Excerpts from a location annotation dataset

--*--

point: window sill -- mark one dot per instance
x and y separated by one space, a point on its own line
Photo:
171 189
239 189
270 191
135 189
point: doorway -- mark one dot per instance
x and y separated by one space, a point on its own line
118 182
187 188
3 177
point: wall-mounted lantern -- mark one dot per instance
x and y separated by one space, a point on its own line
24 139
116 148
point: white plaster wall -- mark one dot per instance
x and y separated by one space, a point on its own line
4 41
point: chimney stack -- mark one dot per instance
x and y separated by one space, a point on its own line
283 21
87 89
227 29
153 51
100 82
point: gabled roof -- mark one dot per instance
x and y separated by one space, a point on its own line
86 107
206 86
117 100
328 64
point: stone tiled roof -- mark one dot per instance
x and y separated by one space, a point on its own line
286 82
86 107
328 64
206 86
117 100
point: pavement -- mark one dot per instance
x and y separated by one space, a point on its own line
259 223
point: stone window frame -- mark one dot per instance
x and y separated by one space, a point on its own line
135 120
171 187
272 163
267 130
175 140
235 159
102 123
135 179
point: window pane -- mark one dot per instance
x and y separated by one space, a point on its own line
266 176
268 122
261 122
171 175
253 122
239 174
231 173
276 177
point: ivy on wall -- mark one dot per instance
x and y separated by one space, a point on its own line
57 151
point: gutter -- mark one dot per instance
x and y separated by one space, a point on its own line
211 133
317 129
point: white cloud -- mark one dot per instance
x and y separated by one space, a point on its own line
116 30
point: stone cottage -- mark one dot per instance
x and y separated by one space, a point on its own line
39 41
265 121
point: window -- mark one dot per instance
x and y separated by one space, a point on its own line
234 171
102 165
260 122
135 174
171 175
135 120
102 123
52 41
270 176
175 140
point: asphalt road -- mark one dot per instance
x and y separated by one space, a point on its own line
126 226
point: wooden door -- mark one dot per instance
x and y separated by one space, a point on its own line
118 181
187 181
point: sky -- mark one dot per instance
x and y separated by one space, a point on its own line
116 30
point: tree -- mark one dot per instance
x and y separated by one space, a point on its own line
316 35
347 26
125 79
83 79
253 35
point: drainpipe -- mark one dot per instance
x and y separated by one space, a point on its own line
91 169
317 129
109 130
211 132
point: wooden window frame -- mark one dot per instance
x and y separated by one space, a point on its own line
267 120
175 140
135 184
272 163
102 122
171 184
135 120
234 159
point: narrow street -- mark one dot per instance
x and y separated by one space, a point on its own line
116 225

--*--

→ **Task requirements**
Express every line of the material above as a numbered list, skipping any blank lines.

→ **Response to the exercise**
1. point: window sill -- mark one dot per instance
2. x and y separated by one space, a point on its own line
3. Photo:
4. 171 189
5. 239 189
6. 270 191
7. 135 189
8. point: doorway -- mark one dot per instance
9. x and y separated by one space, a point on its own line
10. 118 182
11. 187 188
12. 3 177
13. point: wall-mounted lantern -- mark one dot per instance
14. x and y separated by one space, a point on its own line
15. 24 139
16. 116 148
17. point: white plaster wall -- mark one dot per instance
18. x and y separated by one space, a point on its own line
19. 4 41
20. point: chimney stack -- mark one dot per instance
21. x and y separated by one space, a point on its own line
22. 283 21
23. 87 89
24. 227 29
25. 153 51
26. 100 82
27. point: gabled roof -- mark one dot per instance
28. x and y separated by one space, a point on its own line
29. 86 107
30. 206 86
31. 117 100
32. 328 64
33. point: stone tiled roof -- mark one dot per instance
34. x and y separated by one space, a point on its own line
35. 286 82
36. 86 107
37. 328 64
38. 206 86
39. 117 100
40. point: pavement -- mark one dot per instance
41. x and y separated by one space, a point on its own line
42. 259 223
43. point: stone window frame -- mark one dot per instance
44. x and y separated by one space, a point on its own line
45. 135 120
46. 171 187
47. 272 163
48. 267 130
49. 175 140
50. 235 159
51. 102 123
52. 135 179
53. point: window pane -- mark one dot per instance
54. x and y separated by one space, a point on its own line
55. 266 176
56. 268 122
57. 261 122
58. 171 175
59. 253 122
60. 239 174
61. 231 173
62. 276 177
63. point: ivy on wall -- mark one dot per instance
64. x and y separated by one space, a point on its own line
65. 57 151
66. point: gutter -- mark one dot per instance
67. x and y separated by one space, a point on its own line
68. 211 133
69. 317 129
70. point: white cloud -- mark one dot per instance
71. x and y separated by one space, a point on its own line
72. 116 30
73. point: stone cottage -- mark one dot per instance
74. x and y separated by one space, a point on its own line
75. 39 41
76. 265 121
77. point: window -- mark one dot per instance
78. x and y separated by one space, a point on its own line
79. 234 171
80. 102 165
81. 260 122
82. 135 174
83. 171 175
84. 135 120
85. 102 123
86. 52 41
87. 270 176
88. 175 140
89. point: asphalt road -- mark one dot per instance
90. x and y separated by one space, a point on its own line
91. 126 226
92. point: wooden door -- mark one dot per instance
93. x and y separated by one space, a point on its own line
94. 118 181
95. 187 181
96. point: sky -- mark one dot per instance
97. x and y separated by one space, a point on its own line
98. 116 30
99. point: tree -- mark one dot per instance
100. x and y separated by one space, a point on its own line
101. 316 35
102. 347 26
103. 125 79
104. 83 79
105. 253 35
106. point: drainpipe -- mark one dot per instance
107. x and y separated by one space, a point on its own line
108. 91 169
109. 317 129
110. 109 130
111. 211 132
112. point: wooden window frame -- mark one dot per instance
113. x and y separated by one space, a point on its own line
114. 267 120
115. 175 140
116. 135 184
117. 272 163
118. 102 122
119. 171 184
120. 135 120
121. 234 159
122. point: narrow street -- mark one dot per instance
123. x and y separated by one space, a point on its own line
124. 116 225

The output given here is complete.